**GIVEN REQUEST:** Reproduce the listing below in full and without alteration, apart from its pictures.

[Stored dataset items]

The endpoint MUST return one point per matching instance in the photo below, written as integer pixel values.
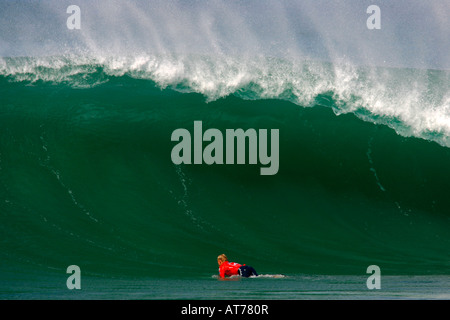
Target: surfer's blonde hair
(222, 257)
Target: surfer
(227, 268)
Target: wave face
(86, 119)
(87, 178)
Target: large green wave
(86, 178)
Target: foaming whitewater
(296, 51)
(413, 102)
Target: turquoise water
(86, 177)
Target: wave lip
(413, 102)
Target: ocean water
(86, 176)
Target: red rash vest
(229, 269)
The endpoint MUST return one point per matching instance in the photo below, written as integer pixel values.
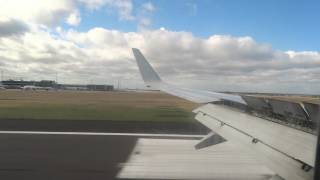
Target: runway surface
(86, 156)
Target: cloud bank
(30, 48)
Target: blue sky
(238, 45)
(287, 25)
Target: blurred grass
(120, 106)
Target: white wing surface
(287, 151)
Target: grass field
(81, 105)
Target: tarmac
(39, 155)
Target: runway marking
(101, 134)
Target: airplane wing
(287, 151)
(152, 79)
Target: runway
(89, 155)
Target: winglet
(149, 75)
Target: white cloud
(48, 12)
(145, 15)
(9, 27)
(148, 7)
(74, 18)
(219, 62)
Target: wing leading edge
(152, 79)
(290, 157)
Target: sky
(220, 45)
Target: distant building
(90, 87)
(12, 84)
(95, 87)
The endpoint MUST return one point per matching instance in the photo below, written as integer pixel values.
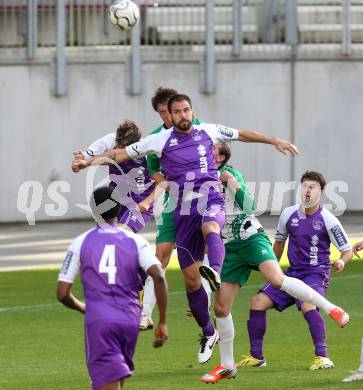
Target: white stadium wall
(318, 106)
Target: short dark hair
(180, 97)
(224, 150)
(162, 96)
(101, 195)
(127, 133)
(314, 176)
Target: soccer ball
(124, 14)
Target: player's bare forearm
(281, 145)
(161, 290)
(345, 257)
(160, 189)
(357, 247)
(278, 248)
(65, 296)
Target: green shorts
(243, 256)
(166, 229)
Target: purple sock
(216, 251)
(256, 326)
(198, 304)
(317, 331)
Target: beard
(183, 125)
(309, 201)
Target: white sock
(226, 333)
(149, 298)
(205, 282)
(361, 359)
(305, 293)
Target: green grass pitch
(42, 342)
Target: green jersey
(240, 223)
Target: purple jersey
(109, 260)
(132, 179)
(187, 159)
(310, 237)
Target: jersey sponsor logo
(295, 222)
(226, 131)
(201, 150)
(134, 148)
(197, 136)
(67, 262)
(173, 142)
(339, 235)
(317, 224)
(314, 250)
(203, 161)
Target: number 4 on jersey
(107, 263)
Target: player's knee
(276, 281)
(260, 302)
(221, 309)
(163, 256)
(192, 284)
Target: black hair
(162, 96)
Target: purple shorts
(110, 347)
(317, 281)
(134, 219)
(189, 239)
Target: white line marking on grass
(28, 307)
(255, 286)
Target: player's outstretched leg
(224, 323)
(207, 289)
(216, 253)
(272, 272)
(198, 303)
(305, 293)
(256, 326)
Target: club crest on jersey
(134, 148)
(173, 142)
(295, 222)
(201, 150)
(317, 224)
(314, 240)
(197, 136)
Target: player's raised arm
(281, 145)
(345, 257)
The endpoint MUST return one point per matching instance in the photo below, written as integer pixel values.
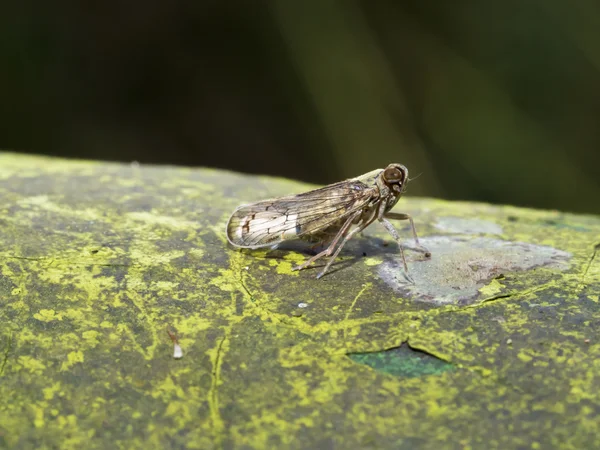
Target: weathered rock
(98, 260)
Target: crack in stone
(213, 395)
(581, 284)
(52, 261)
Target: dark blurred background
(491, 101)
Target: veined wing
(271, 221)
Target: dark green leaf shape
(99, 260)
(402, 361)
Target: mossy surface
(98, 260)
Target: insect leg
(329, 250)
(388, 226)
(401, 216)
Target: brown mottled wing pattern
(271, 221)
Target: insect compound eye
(393, 175)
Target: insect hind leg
(329, 250)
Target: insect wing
(271, 221)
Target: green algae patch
(402, 361)
(99, 260)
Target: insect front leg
(329, 250)
(402, 216)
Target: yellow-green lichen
(99, 260)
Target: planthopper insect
(326, 215)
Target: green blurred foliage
(490, 101)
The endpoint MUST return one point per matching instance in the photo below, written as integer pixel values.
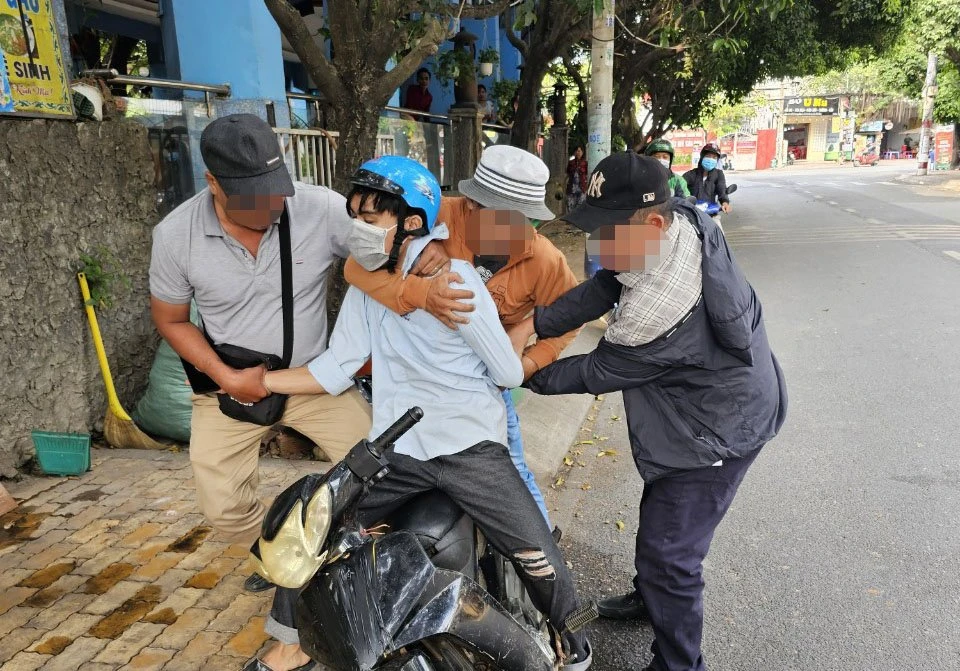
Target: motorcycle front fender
(462, 609)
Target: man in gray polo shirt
(221, 249)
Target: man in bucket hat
(702, 389)
(222, 249)
(488, 226)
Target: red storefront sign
(943, 147)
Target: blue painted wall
(490, 35)
(235, 41)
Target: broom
(118, 429)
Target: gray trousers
(486, 485)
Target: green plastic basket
(62, 453)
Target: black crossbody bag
(269, 410)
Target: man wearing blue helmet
(454, 375)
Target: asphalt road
(842, 549)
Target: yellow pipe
(112, 399)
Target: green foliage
(502, 95)
(489, 55)
(450, 63)
(105, 277)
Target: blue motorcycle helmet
(412, 184)
(407, 179)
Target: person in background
(455, 376)
(707, 181)
(702, 389)
(488, 227)
(576, 193)
(662, 150)
(221, 249)
(418, 95)
(486, 105)
(576, 179)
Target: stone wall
(66, 189)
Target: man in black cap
(702, 390)
(222, 249)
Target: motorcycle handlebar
(397, 429)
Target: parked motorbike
(424, 592)
(713, 208)
(866, 157)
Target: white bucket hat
(509, 178)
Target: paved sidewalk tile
(116, 569)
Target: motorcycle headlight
(293, 555)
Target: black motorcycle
(423, 592)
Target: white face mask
(367, 244)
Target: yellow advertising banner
(33, 79)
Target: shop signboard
(686, 147)
(35, 72)
(943, 147)
(812, 105)
(6, 96)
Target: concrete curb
(550, 424)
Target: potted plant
(457, 65)
(450, 65)
(488, 58)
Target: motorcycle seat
(443, 529)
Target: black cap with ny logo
(621, 184)
(243, 153)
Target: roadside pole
(929, 94)
(599, 114)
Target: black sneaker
(257, 583)
(627, 607)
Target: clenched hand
(446, 303)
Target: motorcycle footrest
(580, 617)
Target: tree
(365, 36)
(931, 24)
(548, 28)
(703, 49)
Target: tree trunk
(357, 122)
(524, 132)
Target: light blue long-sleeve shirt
(454, 375)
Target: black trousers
(487, 486)
(678, 517)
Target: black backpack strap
(286, 283)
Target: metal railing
(113, 77)
(311, 155)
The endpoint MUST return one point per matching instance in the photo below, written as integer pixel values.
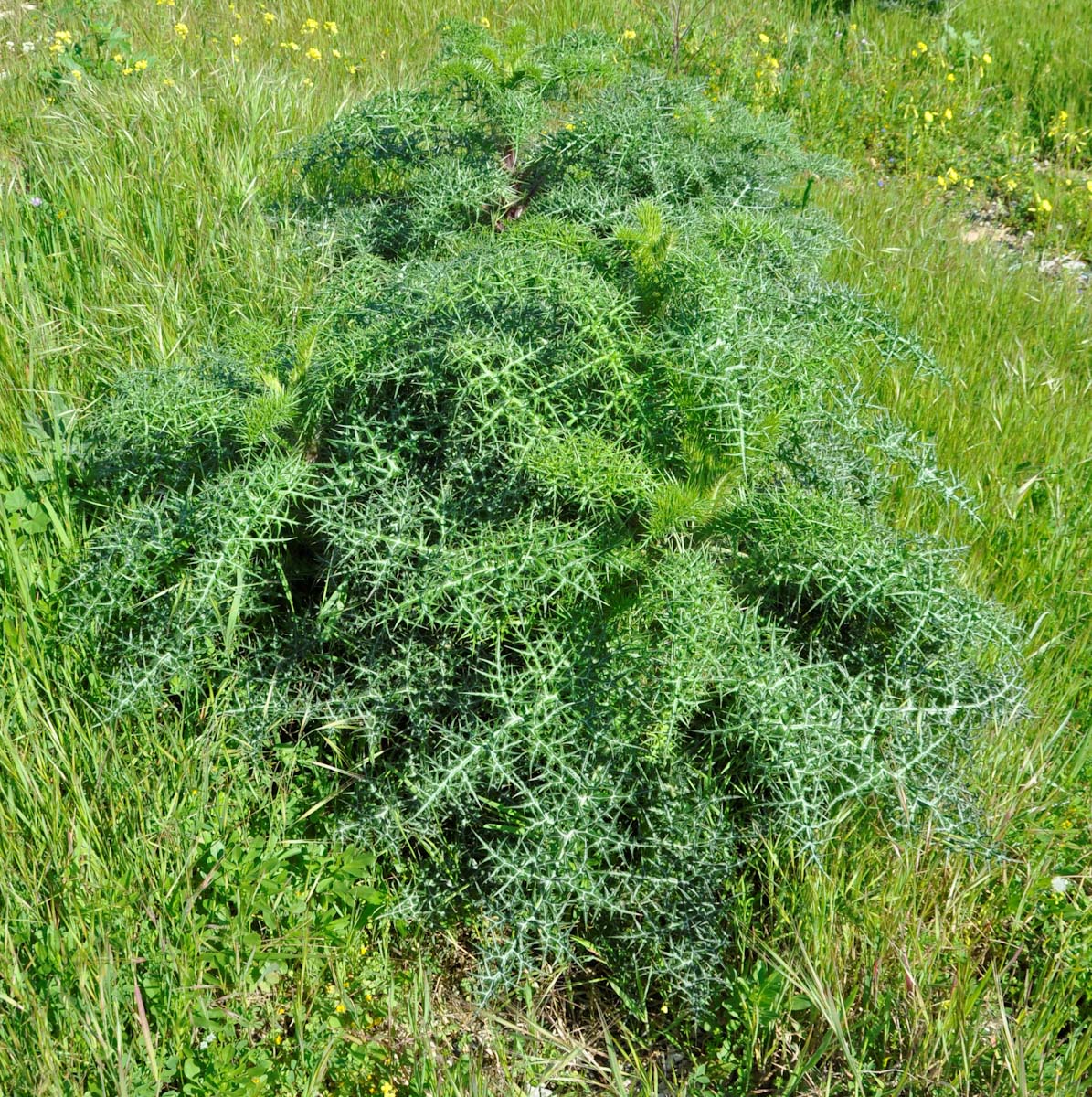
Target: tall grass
(903, 964)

**RESULT:**
The endpoint MUST return one point per matching instance in the photo below, written as integer pixel values.
Target: surfer's blonde hair
(222, 257)
Target: surfer
(227, 268)
Target: wave face
(86, 119)
(87, 178)
Target: large green wave
(86, 178)
Target: foaming whitewater
(296, 51)
(413, 102)
Target: turquoise water
(86, 177)
Target: wave lip
(413, 102)
Target: ocean water
(86, 176)
Target: red rash vest
(229, 269)
The endpoint MUST return one point per matching instance in the photo below, written as integer pixel values.
Target: runway surface
(86, 156)
Target: cloud bank
(30, 48)
Target: blue sky
(238, 45)
(287, 25)
Target: blurred grass
(120, 106)
Target: white wing surface
(287, 151)
Target: grass field
(81, 105)
Target: tarmac
(39, 155)
Target: runway marking
(101, 134)
Target: airplane wing
(287, 151)
(152, 79)
Target: runway
(89, 155)
Target: winglet
(149, 75)
Target: white cloud
(48, 12)
(145, 15)
(9, 27)
(148, 7)
(74, 18)
(219, 62)
Target: wing leading edge
(152, 79)
(290, 157)
Target: sky
(220, 45)
Target: distant building
(90, 87)
(12, 84)
(95, 87)
The endpoint MUST return one point per matching instance in the photo below, written as integer pixel values.
Target: white stadium wall
(318, 106)
Target: short dark hair
(180, 97)
(224, 150)
(162, 96)
(101, 195)
(127, 133)
(314, 176)
Target: soccer ball
(124, 14)
Target: player's bare forearm
(281, 145)
(161, 290)
(345, 257)
(160, 189)
(357, 247)
(278, 248)
(65, 296)
Target: green shorts
(243, 256)
(166, 229)
Target: purple sock
(216, 251)
(256, 326)
(198, 304)
(317, 331)
Target: beard
(183, 125)
(309, 201)
Target: white sock
(226, 333)
(149, 298)
(205, 282)
(361, 359)
(305, 293)
Target: green grass pitch
(42, 342)
Target: green jersey
(240, 223)
Target: purple jersey
(109, 260)
(132, 179)
(187, 159)
(310, 237)
Target: jersey sponsor logo
(295, 222)
(226, 131)
(201, 150)
(134, 148)
(197, 136)
(67, 262)
(173, 142)
(339, 235)
(317, 224)
(314, 250)
(203, 161)
Target: number 4 on jersey
(107, 263)
Target: player's knee
(276, 281)
(260, 302)
(221, 309)
(163, 256)
(192, 284)
Target: black hair
(162, 96)
Target: purple shorts
(110, 347)
(317, 281)
(134, 219)
(189, 239)
Target: white line marking on grass
(28, 307)
(255, 286)
Target: player's outstretched leg
(224, 323)
(207, 289)
(216, 253)
(272, 272)
(198, 303)
(305, 293)
(256, 326)
Target: club crest on jersey
(134, 148)
(173, 142)
(295, 222)
(201, 150)
(317, 224)
(314, 240)
(197, 136)
Target: player's raised arm
(281, 145)
(345, 257)
The endpoint MUST return one point per matching instance in the photo below, written as integer pixel values.
Target: weathered rock
(98, 260)
Target: crack in stone
(213, 395)
(581, 284)
(52, 261)
Target: dark blurred background
(491, 101)
Target: veined wing
(271, 221)
Target: dark green leaf shape
(99, 260)
(402, 361)
Target: mossy surface
(98, 260)
Target: insect leg
(329, 250)
(388, 226)
(401, 216)
Target: brown mottled wing pattern
(271, 221)
Target: insect compound eye
(393, 175)
Target: insect hind leg
(329, 250)
Target: insect wing
(271, 221)
Target: green algae patch
(402, 361)
(99, 260)
Target: insect front leg
(329, 250)
(402, 216)
Target: yellow-green lichen
(99, 260)
Target: planthopper insect
(326, 215)
Target: green blurred foliage
(490, 101)
The endpoint MUST return one point per matching instance in the photo below, written as integer pixel values.
Target: motorcycle front fender
(462, 609)
Target: man in gray polo shirt
(221, 249)
Target: man in bucket hat
(702, 389)
(222, 249)
(488, 226)
Target: red storefront sign
(943, 147)
Target: blue painted wall
(490, 35)
(235, 41)
Target: broom
(118, 429)
Target: gray trousers
(486, 485)
Target: green plastic basket
(62, 453)
Target: black crossbody bag
(269, 410)
Target: man wearing blue helmet
(454, 375)
Target: asphalt road
(842, 549)
Target: yellow pipe
(112, 399)
Target: green foliage
(502, 95)
(489, 55)
(450, 63)
(105, 277)
Target: blue motorcycle helmet
(412, 184)
(407, 179)
Target: person in background
(455, 376)
(707, 181)
(702, 389)
(488, 227)
(576, 193)
(662, 150)
(221, 249)
(418, 95)
(486, 105)
(576, 179)
Target: stone wall
(66, 189)
Target: man in black cap
(702, 390)
(222, 249)
Target: motorcycle handlebar
(397, 429)
Target: parked motorbike
(424, 592)
(713, 208)
(866, 157)
Target: white bucket hat
(509, 178)
Target: paved sidewalk tile
(116, 569)
Target: motorcycle headlight
(293, 555)
Target: black motorcycle
(423, 592)
Target: white face mask
(367, 244)
Target: yellow advertising banner
(33, 79)
Target: shop signboard
(686, 147)
(35, 72)
(943, 147)
(812, 105)
(6, 96)
Target: concrete curb
(550, 424)
Target: potted plant
(457, 65)
(450, 65)
(488, 58)
Target: motorcycle seat
(443, 529)
Target: black cap with ny logo
(621, 184)
(243, 153)
Target: roadside pole
(929, 94)
(599, 114)
Target: black sneaker
(257, 583)
(627, 607)
Target: clenched hand
(446, 303)
Target: motorcycle footrest
(580, 617)
Target: tree
(365, 36)
(931, 24)
(548, 28)
(703, 49)
Target: tree trunk
(357, 122)
(524, 132)
Target: light blue long-sleeve shirt
(454, 375)
Target: black trousers
(487, 486)
(678, 517)
Target: black backpack strap
(286, 283)
Target: metal railing
(113, 77)
(311, 155)
The endpoint MUST return one point per matching instance in the photo below, written as integer pixel values.
Target: tall grass
(903, 964)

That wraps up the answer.